▶ [WHAT THE TASK ASKS] Format the lines of every item as a JSON list of strings, one string per line, omitting blank lines.

▶ [Location annotation dataset excerpts]

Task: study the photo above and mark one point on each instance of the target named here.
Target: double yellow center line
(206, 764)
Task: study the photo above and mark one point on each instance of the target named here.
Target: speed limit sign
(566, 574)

▶ [RIGHT ANSWER]
[
  "Task: study the photo above and mark one point on each instance of the target named here.",
  "Target: double yellow center line",
  "(206, 764)",
  "Task: study the photo above and mark one point on each instance of the target named here.",
  "Target: speed limit sign",
  "(566, 574)"
]